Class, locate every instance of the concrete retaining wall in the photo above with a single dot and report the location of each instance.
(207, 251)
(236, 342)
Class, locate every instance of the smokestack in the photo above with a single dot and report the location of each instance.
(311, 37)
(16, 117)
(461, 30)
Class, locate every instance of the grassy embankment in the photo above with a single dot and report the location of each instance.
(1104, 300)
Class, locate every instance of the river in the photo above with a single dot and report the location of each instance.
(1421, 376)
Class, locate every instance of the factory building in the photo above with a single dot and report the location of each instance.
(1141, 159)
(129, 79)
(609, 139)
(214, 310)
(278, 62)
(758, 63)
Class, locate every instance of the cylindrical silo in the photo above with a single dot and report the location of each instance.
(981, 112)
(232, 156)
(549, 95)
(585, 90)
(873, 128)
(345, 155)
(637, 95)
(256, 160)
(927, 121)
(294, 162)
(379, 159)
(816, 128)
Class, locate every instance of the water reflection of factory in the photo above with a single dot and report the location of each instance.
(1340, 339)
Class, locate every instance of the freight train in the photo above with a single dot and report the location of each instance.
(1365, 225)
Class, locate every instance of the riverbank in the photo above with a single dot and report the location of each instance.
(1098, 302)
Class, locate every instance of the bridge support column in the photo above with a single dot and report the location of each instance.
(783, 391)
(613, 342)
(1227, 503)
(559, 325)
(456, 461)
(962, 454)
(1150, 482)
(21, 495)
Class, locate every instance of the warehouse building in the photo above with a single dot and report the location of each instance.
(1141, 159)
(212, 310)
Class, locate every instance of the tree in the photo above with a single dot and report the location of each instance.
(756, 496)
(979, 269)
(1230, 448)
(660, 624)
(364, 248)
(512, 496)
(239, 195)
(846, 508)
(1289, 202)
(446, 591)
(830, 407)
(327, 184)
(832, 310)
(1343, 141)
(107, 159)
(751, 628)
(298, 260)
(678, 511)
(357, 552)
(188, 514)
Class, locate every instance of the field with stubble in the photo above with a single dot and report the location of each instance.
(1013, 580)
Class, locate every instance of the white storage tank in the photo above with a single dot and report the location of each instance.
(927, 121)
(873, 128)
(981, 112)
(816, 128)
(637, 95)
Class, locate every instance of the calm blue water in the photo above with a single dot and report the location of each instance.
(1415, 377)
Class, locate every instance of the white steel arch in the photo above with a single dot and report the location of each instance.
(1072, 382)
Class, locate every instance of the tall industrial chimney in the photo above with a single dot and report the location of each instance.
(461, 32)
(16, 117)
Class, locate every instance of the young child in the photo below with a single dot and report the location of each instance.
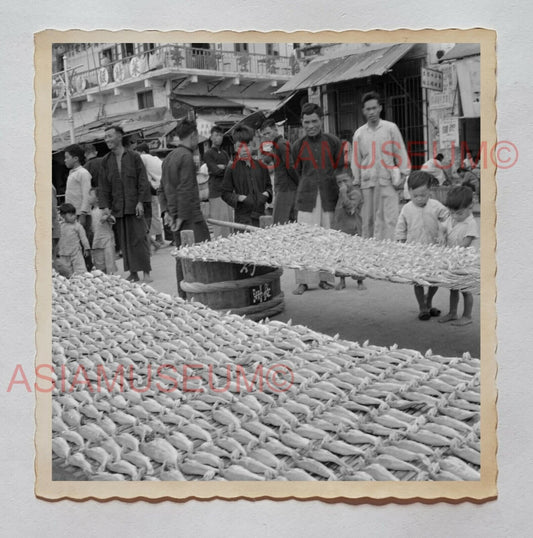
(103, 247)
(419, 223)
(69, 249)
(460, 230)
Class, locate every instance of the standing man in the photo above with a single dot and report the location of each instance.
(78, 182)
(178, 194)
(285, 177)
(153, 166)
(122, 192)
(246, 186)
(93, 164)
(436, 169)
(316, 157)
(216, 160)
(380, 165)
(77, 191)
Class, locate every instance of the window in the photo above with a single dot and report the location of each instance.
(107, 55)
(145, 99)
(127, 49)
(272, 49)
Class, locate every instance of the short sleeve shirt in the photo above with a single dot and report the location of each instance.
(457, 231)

++++++++++++++++++++

• INSTRUCTIONS FOR THE TASK: What you hand back should match the listing exactly, except that no pictures appear.

• EXERCISE SOLUTION:
Class, locate every instance of the concrete retaining wall in the photo above with a single dot and report the location of each instance.
(207, 251)
(236, 342)
Class, locate every instance of the smokestack in the photo above with a single dot and report the location of each instance.
(311, 37)
(16, 117)
(461, 30)
Class, locate every instance of the grassy embankment in the photo above with a single dot and report the location of each instance.
(1104, 300)
Class, locate every instance of the river in the photo above with a single dot and report the location of each instance.
(1421, 376)
Class, locate every instance of the factory building in the photo above with a single dot and report the location of each instance.
(1141, 159)
(129, 79)
(609, 139)
(214, 310)
(278, 62)
(758, 63)
Class, locate every instance of the cylindrical silo in the photo above with a single dot and report the location of each instance.
(981, 112)
(232, 156)
(549, 95)
(585, 90)
(873, 128)
(345, 155)
(637, 95)
(256, 160)
(927, 121)
(294, 162)
(379, 159)
(816, 128)
Class, locate every instance of the water reflection of factory in the photo above with a single dot and report the location of each instance.
(1340, 339)
Class, locate every instance of the freight train in the photo above with a single dot and report the location of each instance.
(1365, 225)
Class, locate every instance of the riverbank in the photo above with a single dot and report the location of each instance.
(1098, 302)
Class, locate every instance of the bridge support column in the photo above with a single dot and report the location of each instance.
(783, 391)
(613, 342)
(1227, 503)
(559, 325)
(456, 461)
(962, 454)
(1150, 482)
(21, 495)
Class, locate every instance of the warehouse building in the photo above with a single dot and report the location of each instance.
(1141, 159)
(212, 310)
Class, locate every instance of the tree in the photo above with a single dot and report the location of each instance.
(756, 496)
(979, 269)
(1230, 448)
(660, 624)
(364, 248)
(512, 496)
(239, 195)
(846, 508)
(1289, 202)
(446, 591)
(830, 407)
(327, 184)
(832, 310)
(1343, 141)
(107, 159)
(751, 628)
(298, 260)
(678, 511)
(357, 552)
(188, 514)
Class, locate every instance of the field with stubble in the photo above with a single dot and report the location of each instance.
(1013, 580)
Class, locate every instance of the white storage tank in the photo above with a single dot and report the location of each instance.
(927, 121)
(873, 128)
(981, 112)
(816, 128)
(637, 95)
Class, locate every instance of the calm blue water in the photo above with a single dot and report the location of each instance.
(1415, 377)
Class, locate every instance of the white steel arch in the photo above with a single dot and report the location of each instance.
(1072, 382)
Class, locate every instance of the tall industrial chimney in the photo above with a single dot and report the location of each instance.
(461, 32)
(16, 117)
Class, locate every instance of the young child in the photo below with a single dot and report the location of each instance.
(103, 247)
(419, 223)
(69, 249)
(460, 230)
Class, locate every instance of the standing man in the photo above with a single dot and report the location of each instance.
(78, 182)
(178, 194)
(285, 177)
(153, 166)
(122, 192)
(246, 186)
(93, 164)
(436, 169)
(316, 157)
(216, 160)
(380, 165)
(77, 191)
Class, locate every instance of the window in the photo above with a single dot and report the location of each instance.
(107, 55)
(145, 99)
(127, 49)
(272, 49)
Class, locate every instance of the short sleeve shirt in the photo above with a single dot and report the location of each instance.
(457, 231)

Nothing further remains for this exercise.